→ DATA SHOWN

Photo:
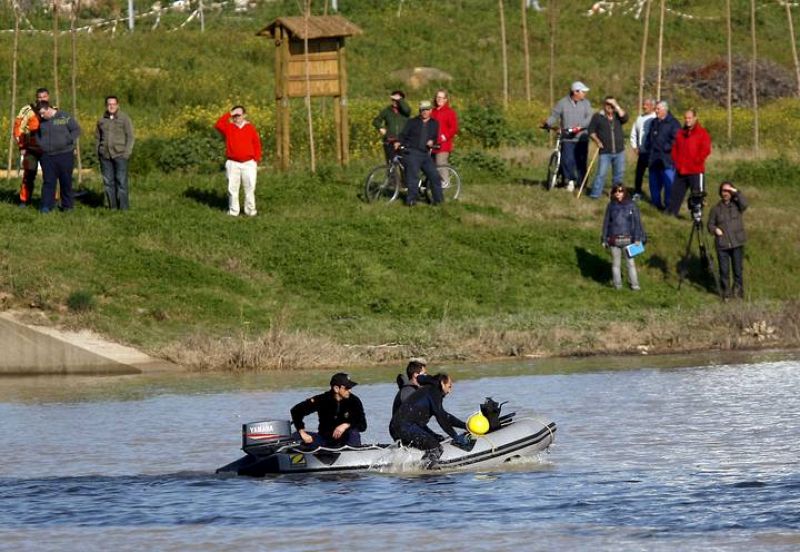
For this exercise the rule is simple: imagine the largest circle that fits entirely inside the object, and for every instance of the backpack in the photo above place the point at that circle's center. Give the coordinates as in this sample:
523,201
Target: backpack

--

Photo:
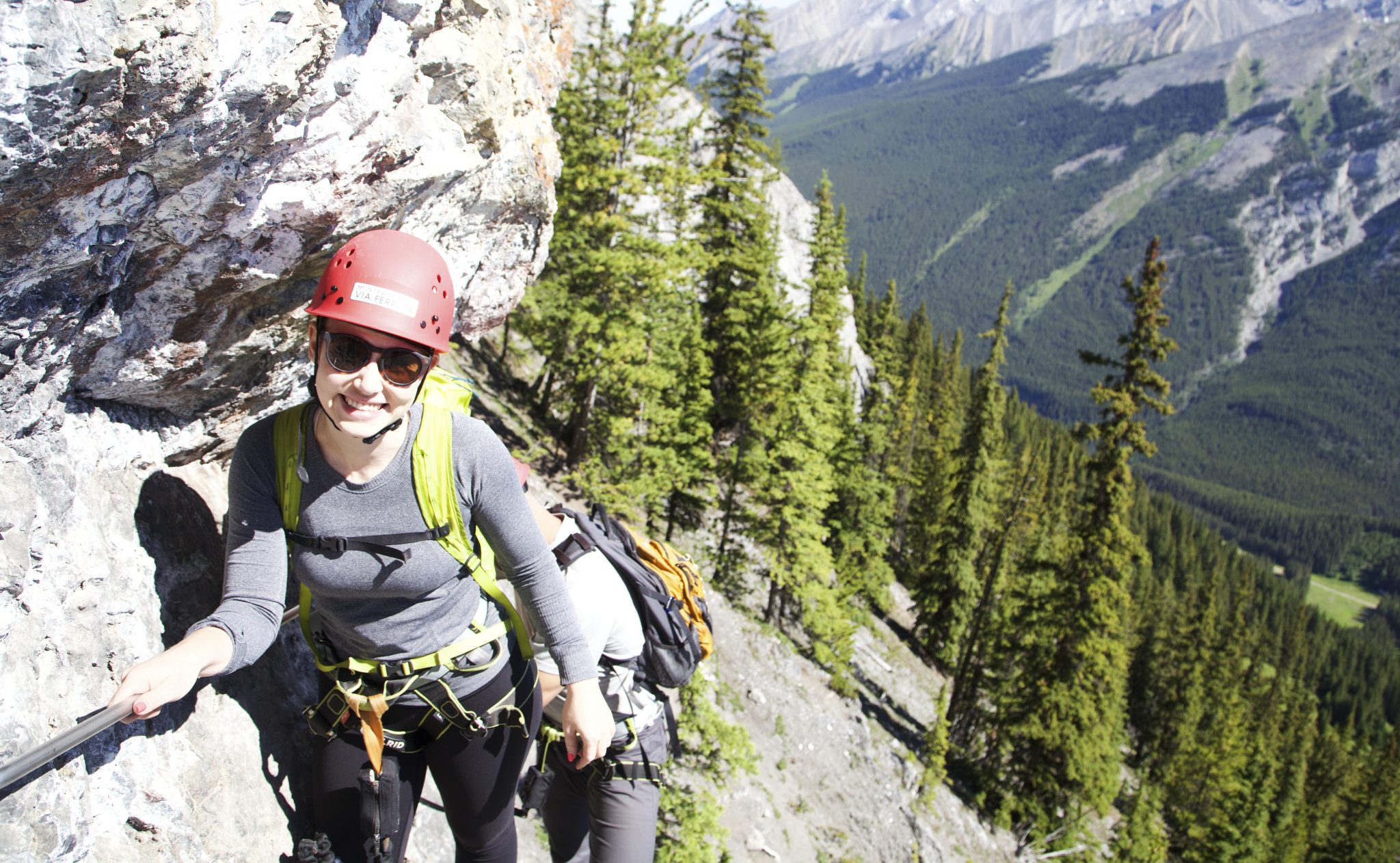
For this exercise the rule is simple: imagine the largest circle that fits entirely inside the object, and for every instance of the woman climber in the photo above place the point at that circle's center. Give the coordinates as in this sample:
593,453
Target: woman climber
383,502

* * *

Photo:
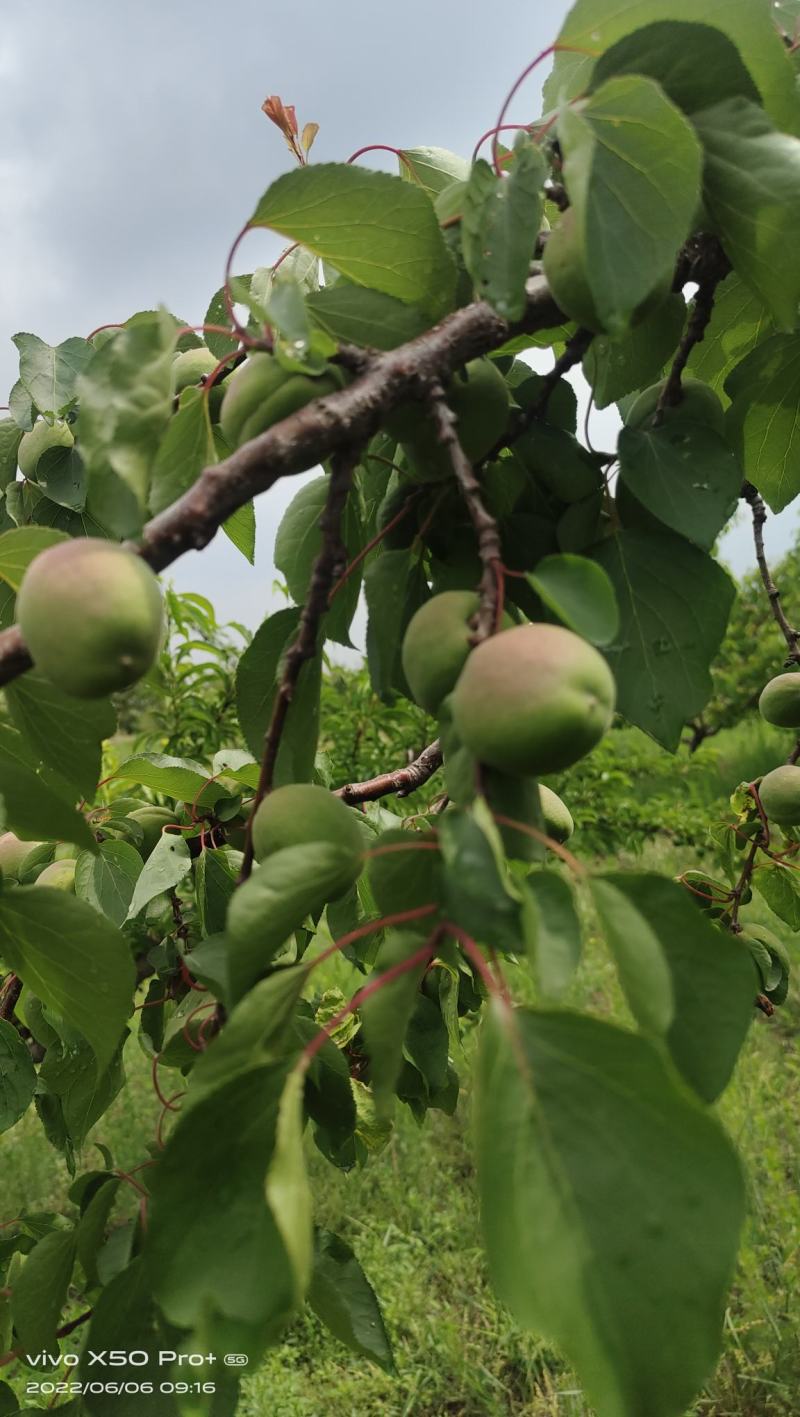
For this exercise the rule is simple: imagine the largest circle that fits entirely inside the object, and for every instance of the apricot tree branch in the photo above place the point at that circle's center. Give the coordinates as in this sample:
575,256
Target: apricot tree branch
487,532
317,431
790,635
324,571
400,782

→ THE PROBLEM
How many lines in the rows above contain the string "tree", with case counting? Reply with the number only.

→ RESULT OF THE EXERCISE
2